What you will do => Could you update the items below by replacing every "Outlines can be supplied here" with "Put the outlines here" and leaving everything else unchanged?

*** Extracted information

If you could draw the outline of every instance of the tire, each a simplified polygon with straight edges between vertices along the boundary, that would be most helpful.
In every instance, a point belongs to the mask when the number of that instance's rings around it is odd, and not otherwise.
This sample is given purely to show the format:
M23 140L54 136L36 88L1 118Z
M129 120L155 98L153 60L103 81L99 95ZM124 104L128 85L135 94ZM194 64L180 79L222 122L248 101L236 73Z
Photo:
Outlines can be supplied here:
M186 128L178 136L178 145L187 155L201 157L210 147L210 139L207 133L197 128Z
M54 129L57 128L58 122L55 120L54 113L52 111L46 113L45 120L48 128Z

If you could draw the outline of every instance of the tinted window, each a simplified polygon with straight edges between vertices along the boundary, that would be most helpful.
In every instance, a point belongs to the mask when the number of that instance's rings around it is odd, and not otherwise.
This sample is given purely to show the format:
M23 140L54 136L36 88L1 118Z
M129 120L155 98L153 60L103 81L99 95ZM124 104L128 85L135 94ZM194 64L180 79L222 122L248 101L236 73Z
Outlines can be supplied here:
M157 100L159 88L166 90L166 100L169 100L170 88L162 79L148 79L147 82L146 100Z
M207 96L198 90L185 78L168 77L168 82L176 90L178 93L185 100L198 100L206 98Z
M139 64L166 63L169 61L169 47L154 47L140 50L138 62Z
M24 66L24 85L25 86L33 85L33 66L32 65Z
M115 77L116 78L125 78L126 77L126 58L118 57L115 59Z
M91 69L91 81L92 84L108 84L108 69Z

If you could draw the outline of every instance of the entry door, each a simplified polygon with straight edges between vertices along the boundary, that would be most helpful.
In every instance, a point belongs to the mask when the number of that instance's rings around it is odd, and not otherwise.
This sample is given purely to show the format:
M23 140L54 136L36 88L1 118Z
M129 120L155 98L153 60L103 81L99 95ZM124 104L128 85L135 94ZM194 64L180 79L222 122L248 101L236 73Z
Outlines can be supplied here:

******

Result =>
If you could draw the outline of every instance of the tire, each a simplified polygon with straight edges between vertices along the boundary, that would be most helpful.
In every instance, a point belongs to the mask when the number of that instance's rings around it is odd, and not otherwise.
This sample is given purely to show the format:
M23 140L54 136L36 88L1 118Z
M129 120L155 98L153 60L103 81L99 95ZM124 104L128 85L135 94ZM194 64L180 79L222 122L248 101L236 73Z
Photo:
Put the outlines here:
M186 128L178 136L178 145L187 155L201 157L210 147L210 139L207 133L197 128Z
M54 129L57 128L58 122L55 120L54 113L52 111L46 113L45 120L48 128Z

If you could draw the outline of every instance of the tinted window, each a simplified polygon with straight edges between vertices along the boundary, that would be most helpful.
In every instance, a point belongs to the mask when the number of that instance's rings around it is odd, and not otherwise.
This sample is given purely to show the format:
M23 140L54 136L36 88L1 118Z
M129 120L155 98L153 60L103 81L99 95ZM124 104L128 85L135 94ZM194 64L180 79L222 122L248 101L236 73Z
Put the outlines here:
M157 100L159 88L166 90L166 100L169 100L170 88L162 79L148 79L147 82L146 100Z
M207 96L198 90L185 78L168 77L168 82L176 90L178 93L185 100L198 100L206 98Z
M139 64L166 63L169 61L169 47L154 47L140 50L138 62Z
M24 66L24 85L25 86L33 85L33 66L32 65Z
M115 77L116 78L125 78L126 77L126 58L118 57L115 59Z
M91 69L91 81L92 84L108 84L108 69Z

If you could draw the outline of every instance of the entry door, each a simplified polygon with straight edges between vertices along the boundary, that would be most helpful.
In every instance, a point belongs to the mask when the number of that instance's rings around it is odd, and not otherwise.
This sample is given purely to show the format:
M23 140L54 136L36 88L1 118Z
M129 120L155 98L153 60L103 81L99 95ZM124 104L128 85L135 94ZM194 64L180 79L222 122L248 101L236 73Z
Put the outlines here:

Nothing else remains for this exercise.